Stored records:
______________________________
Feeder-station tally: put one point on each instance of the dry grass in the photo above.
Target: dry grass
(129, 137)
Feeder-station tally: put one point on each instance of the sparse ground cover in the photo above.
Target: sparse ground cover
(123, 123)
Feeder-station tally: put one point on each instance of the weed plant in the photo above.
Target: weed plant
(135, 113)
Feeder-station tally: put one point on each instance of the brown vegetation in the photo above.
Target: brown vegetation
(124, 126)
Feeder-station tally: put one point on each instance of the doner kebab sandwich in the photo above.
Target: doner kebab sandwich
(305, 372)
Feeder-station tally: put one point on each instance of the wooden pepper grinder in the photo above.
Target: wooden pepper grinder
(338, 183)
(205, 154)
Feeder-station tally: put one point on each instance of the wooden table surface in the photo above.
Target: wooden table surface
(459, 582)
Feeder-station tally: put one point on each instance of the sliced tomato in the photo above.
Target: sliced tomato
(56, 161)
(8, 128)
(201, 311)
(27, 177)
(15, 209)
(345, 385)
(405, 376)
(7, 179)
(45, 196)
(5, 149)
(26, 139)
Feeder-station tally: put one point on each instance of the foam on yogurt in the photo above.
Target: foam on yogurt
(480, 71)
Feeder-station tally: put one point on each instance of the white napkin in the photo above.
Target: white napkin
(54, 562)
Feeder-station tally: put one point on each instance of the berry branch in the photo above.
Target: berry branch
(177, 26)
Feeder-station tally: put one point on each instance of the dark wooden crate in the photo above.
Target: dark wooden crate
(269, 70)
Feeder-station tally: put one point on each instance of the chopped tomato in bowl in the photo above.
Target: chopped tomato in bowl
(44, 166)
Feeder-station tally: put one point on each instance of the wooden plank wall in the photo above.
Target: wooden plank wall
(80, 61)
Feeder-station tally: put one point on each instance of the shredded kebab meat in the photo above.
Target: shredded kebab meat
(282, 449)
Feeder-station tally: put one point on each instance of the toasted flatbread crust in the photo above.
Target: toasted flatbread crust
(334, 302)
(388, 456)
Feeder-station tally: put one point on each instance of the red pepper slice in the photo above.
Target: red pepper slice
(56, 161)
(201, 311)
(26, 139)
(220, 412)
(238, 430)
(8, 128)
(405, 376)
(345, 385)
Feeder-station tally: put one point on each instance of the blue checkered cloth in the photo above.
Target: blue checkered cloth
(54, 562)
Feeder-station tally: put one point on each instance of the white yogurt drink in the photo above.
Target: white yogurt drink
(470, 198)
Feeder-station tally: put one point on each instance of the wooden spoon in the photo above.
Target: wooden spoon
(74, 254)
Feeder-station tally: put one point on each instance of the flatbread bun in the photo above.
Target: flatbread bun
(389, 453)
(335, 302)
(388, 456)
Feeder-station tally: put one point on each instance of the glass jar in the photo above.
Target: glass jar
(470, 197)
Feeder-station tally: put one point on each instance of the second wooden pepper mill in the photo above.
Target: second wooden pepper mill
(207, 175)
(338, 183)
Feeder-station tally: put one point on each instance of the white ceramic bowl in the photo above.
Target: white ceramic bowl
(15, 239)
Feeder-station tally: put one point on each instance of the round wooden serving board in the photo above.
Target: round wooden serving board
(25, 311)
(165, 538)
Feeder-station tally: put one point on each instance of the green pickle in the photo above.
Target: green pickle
______________________________
=== Prompt ===
Your task is to extract the lines running from the one with "Feeder-station tally: put one point on each instance of the blue" to the end of the material, inclusive, copying each exactly and adding nothing.

=== Completed exercise ===
Feeder-station tally: put one point on each instance of the blue checkered cloth in the photo above.
Target: blue checkered cloth
(54, 562)
Feeder-station tally: put one point on each instance of the white yogurt drink in the photo above.
Target: white yogurt drink
(470, 198)
Feeder-station tally: put one point on each instance of the wooden spoon in the photo above.
Target: wooden spoon
(74, 254)
Feeder-station tally: put one point on each instance of the flatbread bun in the photo above.
Target: flatbread bun
(389, 453)
(335, 302)
(388, 456)
Feeder-station tally: put one point on each instance of the glass jar in the photo above.
Target: glass jar
(470, 197)
Feeder-station tally: put one point on each instance of the second wooden pepper mill in the photo above.
Target: second wooden pepper mill
(207, 175)
(338, 183)
Feeder-station tally: put one point on each instance of the white ceramic bowl in the photo above.
Target: white ceramic bowl
(15, 239)
Feeder-station tally: put one point on each instance of the round wooden serving board in the photo above.
Target: round wooden serving board
(25, 311)
(165, 538)
Feeder-station tally: put one point on each instance of the green pickle in the photo above.
Target: green pickle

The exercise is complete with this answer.